- **What you are asked to do**
All records should be reproduced verbatim.

***** Input material *****

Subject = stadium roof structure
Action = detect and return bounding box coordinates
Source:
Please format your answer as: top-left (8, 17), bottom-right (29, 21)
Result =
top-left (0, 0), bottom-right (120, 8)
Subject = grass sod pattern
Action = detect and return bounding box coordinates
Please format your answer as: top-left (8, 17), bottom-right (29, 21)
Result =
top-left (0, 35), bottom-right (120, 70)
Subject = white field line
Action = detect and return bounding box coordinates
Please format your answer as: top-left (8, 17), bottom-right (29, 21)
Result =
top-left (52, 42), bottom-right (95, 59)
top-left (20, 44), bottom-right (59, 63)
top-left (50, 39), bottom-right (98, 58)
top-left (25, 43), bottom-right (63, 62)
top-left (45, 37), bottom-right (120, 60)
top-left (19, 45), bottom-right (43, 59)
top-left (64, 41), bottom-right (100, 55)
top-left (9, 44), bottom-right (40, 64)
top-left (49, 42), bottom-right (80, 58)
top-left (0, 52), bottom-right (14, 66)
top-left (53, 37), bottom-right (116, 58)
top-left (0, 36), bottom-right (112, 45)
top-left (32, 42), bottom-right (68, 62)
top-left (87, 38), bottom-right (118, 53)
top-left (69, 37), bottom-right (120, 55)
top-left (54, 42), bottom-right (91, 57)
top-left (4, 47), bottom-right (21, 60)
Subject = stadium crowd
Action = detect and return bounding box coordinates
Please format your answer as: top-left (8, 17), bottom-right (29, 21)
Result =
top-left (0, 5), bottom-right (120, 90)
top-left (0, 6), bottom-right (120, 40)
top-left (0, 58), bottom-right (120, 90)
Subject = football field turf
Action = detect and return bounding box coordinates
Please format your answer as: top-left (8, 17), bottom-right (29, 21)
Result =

*****

- **Result**
Subject = stadium roof structure
Action = detect and return bounding box coordinates
Source:
Please format your answer as: top-left (8, 17), bottom-right (29, 21)
Result =
top-left (0, 0), bottom-right (120, 8)
Subject = grass sod pattern
Action = detect and return bounding box coordinates
Please format your answer as: top-left (8, 17), bottom-right (29, 21)
Result =
top-left (0, 35), bottom-right (120, 70)
Subject = white field line
Action = detect and return bounding box coordinates
Please format your answer as: top-left (8, 17), bottom-right (29, 21)
Result =
top-left (52, 42), bottom-right (95, 59)
top-left (20, 44), bottom-right (59, 63)
top-left (50, 39), bottom-right (98, 58)
top-left (25, 43), bottom-right (63, 62)
top-left (45, 37), bottom-right (120, 60)
top-left (19, 45), bottom-right (43, 59)
top-left (64, 41), bottom-right (100, 55)
top-left (9, 44), bottom-right (40, 64)
top-left (49, 42), bottom-right (80, 58)
top-left (0, 52), bottom-right (14, 66)
top-left (53, 37), bottom-right (116, 58)
top-left (0, 36), bottom-right (112, 45)
top-left (32, 42), bottom-right (68, 62)
top-left (87, 38), bottom-right (118, 53)
top-left (69, 37), bottom-right (120, 55)
top-left (54, 42), bottom-right (91, 57)
top-left (4, 47), bottom-right (21, 60)
Subject = stadium crowd
Action = detect and return bounding box coordinates
Please format your answer as: top-left (8, 17), bottom-right (29, 21)
Result =
top-left (0, 5), bottom-right (120, 90)
top-left (0, 6), bottom-right (120, 40)
top-left (0, 58), bottom-right (120, 90)
Subject = football field turf
Action = detect and return bounding box coordinates
Please format your answer as: top-left (8, 17), bottom-right (29, 21)
Result =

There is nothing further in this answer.